> **Quoted passage**:

╭──

UNITED STATES DISTRICT COURT WESTERN DISTRICT OF NORTH CAROLINA STATESVILLE DIVISION CASE NO. 5:20-cv-00021-MR
RICKY DEAN NORMAN, ) ) Petitioner, ) ) vs. ) MEMORANDUM OF ) DECISION AND ORDER ERIK A. HOOKS, Secretary, N.C. ) Department of Public Safety, and ) State of North Carolina, ) ) Respondents. ) _______________________________ )
THIS MATTER is before the Court on the Respondents’ Motion for Summary Judgment. [Doc. 9]. I. BACKGROUND Ricky Dean Norman (the “Petitioner”) is a prisoner of the State of North Carolina who was convicted by a Wilkes County Superior Court jury in August 2009 on two counts of second-degree murder, a count of driving while impaired, a count of failure to reduce speed to avoid an accident, and a count of exceeding the posted speed limit. State v. Norman, 213 N.C. App. 114, 132, 711 S.E.2d 849, 862 (2011). On August 4, 2009, the Petitioner was sentenced to two consecutive terms of 200-249 months and a concurrent term of 12 months imprisonment. On July 5, 2011, the North Carolina Court of Appeals filed a published opinion finding no error in the trial court proceedings. Id. On November 9, 2011, the North Carolina Supreme
Court denied the Petitioner’s petition for discretionary review. State v. Norman, 365 N.C. 360, 718 S.E.2d 401 (2011). On May 14, 2018, the Petitioner filed a Motion for Appropriate Relief
(“MAR”) in the Superior Court of Wilkes County. [Doc. 11-8]. On February 4, 2019, the Superior Court of Wilkes County denied the Petitioner’s MAR. [11-10]. The Petitioner did not appeal the decision denying his MAR. On May 20, 2019, the Petitioner, proceeding pro se, commenced this
action in the United States District Court for the Eastern District of North Carolina by filing an “Ex-Parte Motion for an Investigator and to Suppress all Legal Determination” challenging his 2009 convictions. [Doc. 1]. On May
22, 2019, the Eastern District issued an order of deficiency because the Petitioner had not filed his petition using the proper forms and had not paid the filing fee or applied to proceed without prepayment of fees. [Doc. 3]. On June 12, 2019, the Petitioner paid the filing fee and properly filed a petition
for writ of habeas corpus under 28 U.S.C. § 2254. [Doc. 4]. On November 26, 2019, the Respondents filed an answer. [Doc. 8]. The Respondents also filed a motion for summary judgment arguing that the
Petitioner’s habeas petition is barred by the statute of limitations. [Doc. 9]. On January 3, 2020, the Petitioner filed a response to the Respondents’ motion for summary judgment. [Doc. 16]. On February 18, 2020, the Eastern
District determined that the Petitioner’s was confined in the Western District of North Carolina and transferred this matter to this Court. [Doc. 19]. II. STANDARD OF REVIEW
Summary judgment is proper “if the pleadings, the discovery and disclosure materials on file, and any affidavits show that there is no genuine issue as to any material fact and that the movant is entitled to judgment as a matter of law.” Fed. R. Civ. P. 56(c). “As the Supreme Court has observed,
‘this standard provides that the mere existence of some alleged factual dispute between the parties will not defeat an otherwise properly supported motion for summary judgment; the requirement is that there be no genuine
issue of material fact.’” Bouchat v. Baltimore Ravens Football Club, Inc., 346 F.3d 514, 519 (4th Cir. 2003) (quoting Anderson v. Liberty Lobby, Inc., 477 U.S. 242, 247–48 (1986)). A genuine issue of fact exists if a reasonable jury considering the
evidence could return a verdict for the nonmoving party. Shaw v. Stroud, 13 F.3d 791, 798 (4th Cir. 1994). “Regardless of whether he may ultimately be responsible for proof and persuasion, the party seeking summary judgment
bears an initial burden of demonstrating the absence of a genuine issue of material fact.” Bouchat, 346 F.3d at 522. If this showing is made, the burden then shifts to the non-moving party who must convince the Court that a triable
issue does exist. Id. In considering the facts on a motion for summary judgment, the Court will view the pleadings and material presented in the light most favorable to
the nonmoving party. Matsushita Elec. Industrial Co. v. Zenith Radio Corp., 475 U.S. 574, 587–88 (1986). III. DISCUSSION The Antiterrorism and Effective Death Penalty Act of 1996 (“AEDPA”)

╰──

> **Raw data**:
╭──

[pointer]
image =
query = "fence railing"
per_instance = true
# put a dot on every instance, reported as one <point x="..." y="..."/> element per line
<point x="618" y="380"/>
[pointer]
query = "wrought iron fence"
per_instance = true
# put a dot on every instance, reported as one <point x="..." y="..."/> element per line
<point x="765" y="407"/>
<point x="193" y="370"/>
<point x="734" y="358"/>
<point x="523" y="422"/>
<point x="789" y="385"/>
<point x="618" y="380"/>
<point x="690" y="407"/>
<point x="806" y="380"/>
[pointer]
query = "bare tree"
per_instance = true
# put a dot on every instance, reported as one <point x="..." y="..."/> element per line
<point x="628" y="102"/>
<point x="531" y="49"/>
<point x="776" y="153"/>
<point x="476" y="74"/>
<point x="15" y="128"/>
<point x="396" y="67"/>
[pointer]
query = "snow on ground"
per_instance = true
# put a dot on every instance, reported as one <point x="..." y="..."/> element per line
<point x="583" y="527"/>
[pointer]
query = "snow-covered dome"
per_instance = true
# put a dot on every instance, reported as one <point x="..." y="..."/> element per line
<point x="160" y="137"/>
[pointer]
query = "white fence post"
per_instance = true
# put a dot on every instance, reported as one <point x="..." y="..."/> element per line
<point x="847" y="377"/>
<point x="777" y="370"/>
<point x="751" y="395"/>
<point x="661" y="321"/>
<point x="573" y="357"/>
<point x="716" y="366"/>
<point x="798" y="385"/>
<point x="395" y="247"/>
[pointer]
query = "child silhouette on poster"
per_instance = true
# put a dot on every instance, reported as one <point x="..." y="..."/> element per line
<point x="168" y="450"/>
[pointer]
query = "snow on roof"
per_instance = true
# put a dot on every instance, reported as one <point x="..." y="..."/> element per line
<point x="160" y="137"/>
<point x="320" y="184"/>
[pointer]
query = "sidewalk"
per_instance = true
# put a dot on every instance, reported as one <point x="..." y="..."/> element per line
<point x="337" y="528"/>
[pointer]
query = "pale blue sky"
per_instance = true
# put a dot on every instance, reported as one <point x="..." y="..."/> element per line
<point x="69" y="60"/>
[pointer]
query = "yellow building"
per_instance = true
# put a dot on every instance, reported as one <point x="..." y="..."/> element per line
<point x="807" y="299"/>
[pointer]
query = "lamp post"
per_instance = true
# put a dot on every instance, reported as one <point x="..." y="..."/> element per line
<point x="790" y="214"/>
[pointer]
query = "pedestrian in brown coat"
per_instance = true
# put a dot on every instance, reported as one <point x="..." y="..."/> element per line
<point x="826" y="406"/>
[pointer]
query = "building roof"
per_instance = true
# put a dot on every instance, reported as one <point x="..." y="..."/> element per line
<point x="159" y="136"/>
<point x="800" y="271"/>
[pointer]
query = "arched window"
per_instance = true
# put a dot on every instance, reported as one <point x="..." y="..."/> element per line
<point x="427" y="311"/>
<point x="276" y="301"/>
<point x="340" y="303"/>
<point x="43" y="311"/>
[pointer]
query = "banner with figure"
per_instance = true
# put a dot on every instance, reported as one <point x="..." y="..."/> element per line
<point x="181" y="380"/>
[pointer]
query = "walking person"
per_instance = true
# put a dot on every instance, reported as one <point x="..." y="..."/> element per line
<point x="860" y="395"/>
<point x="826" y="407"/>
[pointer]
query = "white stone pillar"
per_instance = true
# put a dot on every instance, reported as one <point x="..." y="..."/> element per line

╰──

> **What to work on**:
1 – According to the court memorandum, why did the Eastern District issue an order of deficiency on May 22, 2019? Answer in one to three sentences.
2 – Count the lines in the records that contain the string "white". Reply with the number alone.

> **Outputs in order**:
1 – The Eastern District issued the order of deficiency because the Petitioner had not filed his petition on the proper forms. He had also neither paid the filing fee nor applied to proceed without prepayment of fees.

2 – 2